SET EXERCISE A:
Set down, word for word, the part of the passage on doubling down and battening down that opens with the words containing "Resist the urge" and closes with "your best target.".

PASSAGE GIVEN:
Double Down or Batten Down?

To read the papers, blogs and listen to TV news is to get lost in a sea of contradictions. "Now is the time to double down!" some will say as they name the great businesses that were born in past turbulent times.  "Batten down the hatches!" others say as they insist you must cut costs anywhere and everywhere to survive the doom and despair that, almost, every business is fighting through.

Are either a true and pure strategy?  Bet it all or hide in the corner?

For starters, the last thing you want to do at times like these is get stuck while wondering which path to choose.  So, I put it to you, why must you choose one or the other?  Why not double down on the area(s) of your business that you are truly best at and batten down the rest?

Why not take the time (now!) and figure out what the most profitable activities are for your business. Find out what products/services your clients love... by asking them!

Here is a plan to consider:

1) Call as many clients as you can in the next 3 weeks and ask them why they choose to work with you over anyone else. Push them to be specific. This is for them as much as it is for you. At the same time, ask your staff what they think you do best.  Ask them why they think clients like working with them and the company.

Resist the urge to guess the answers in advance and let the clients real words come through.  In my experience, some clear trends will emerge, quickly.  Do not stress if what they say is different from what your competitors are doing or what you had hoped and wished they would say.   In fact, rejoice if that is the case. You already know your "world view" of your business. You want and need theirs. Finding the intersection where what you do best connects with what your clients truly give a shit about is your best target.

2) Write down those key products/services as your "core" offering. That is where you want to double down and innovate, improve and focus.  That is where the time, energy, innovation and money goes. It is the safest bet you can make. Communicate it clearly to everyone inside and outside the business.  Tell them your plans, what new cool tools are coming next. Show them that you listened to them and the specific things you are going to make real.

3) With this focus in place, go through every single expense.  It should now be easy to decide which ones support your core and which ones do not. If it does not, then batten it down (Reduce it to an absolute minimum or eliminate it completely). Do it all at once. Explain the reasoning behind it to everyone and get past it.

If you feel that there is not enough money to invest in your core, try the "$1.00 less" exercise. To be candid, it is as painful as it is effective.  Get your budgets, revenue, expense and any other reports you need all together and figure out how you design your business so that it spends at least $1.00 less than it earns. You may want to do this with a conservative estimate of what you think you will realistically earn in 2010.

Forget growth projections for now. Work with what is real and what you know for sure. When you reset the business to match where you really are it will be much easier to deal with focused growth from there forward. If you cannot get to that $1.00 less than try it again! Many years ago I sat in a lonely conference room late into the night with my CFO and ran through this exercise 8 or 9 times until we got our expenses to $1.00 less.  It's no fun, but I wish I had done it a year or two before. 

Fear persists when control does not exist. When you figure out those things you do best, what your clients care about and have comfort knowing your company will earn more than it spends... control returns.

Be honest with yourself (and everyone else that is in "the battle" with you) and attack the problem.

Batten down AND double down.

SET EXERCISE B:
Extract every line of the records below exactly as they appear, leaving the pictures out of your answer.

PROVIDED ENTRIES:
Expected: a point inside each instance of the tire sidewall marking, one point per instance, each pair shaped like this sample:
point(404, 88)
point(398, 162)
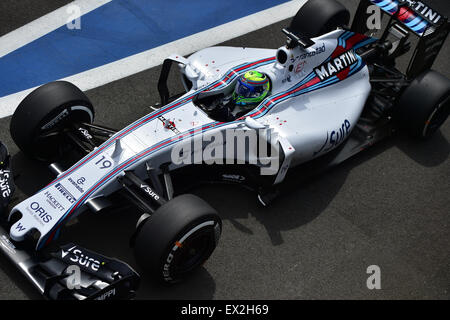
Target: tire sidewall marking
point(169, 259)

OUTPUT A:
Resist the urge to guess the answers in advance and let the clients real words come through.  In my experience, some clear trends will emerge, quickly.  Do not stress if what they say is different from what your competitors are doing or what you had hoped and wished they would say.   In fact, rejoice if that is the case. You already know your "world view" of your business. You want and need theirs. Finding the intersection where what you do best connects with what your clients truly give a shit about is your best target.

OUTPUT B:
Expected: a point inside each instance of the tire sidewall marking, one point per instance, each pair shaped like this sample:
point(404, 88)
point(398, 162)
Target: tire sidewall marking
point(169, 259)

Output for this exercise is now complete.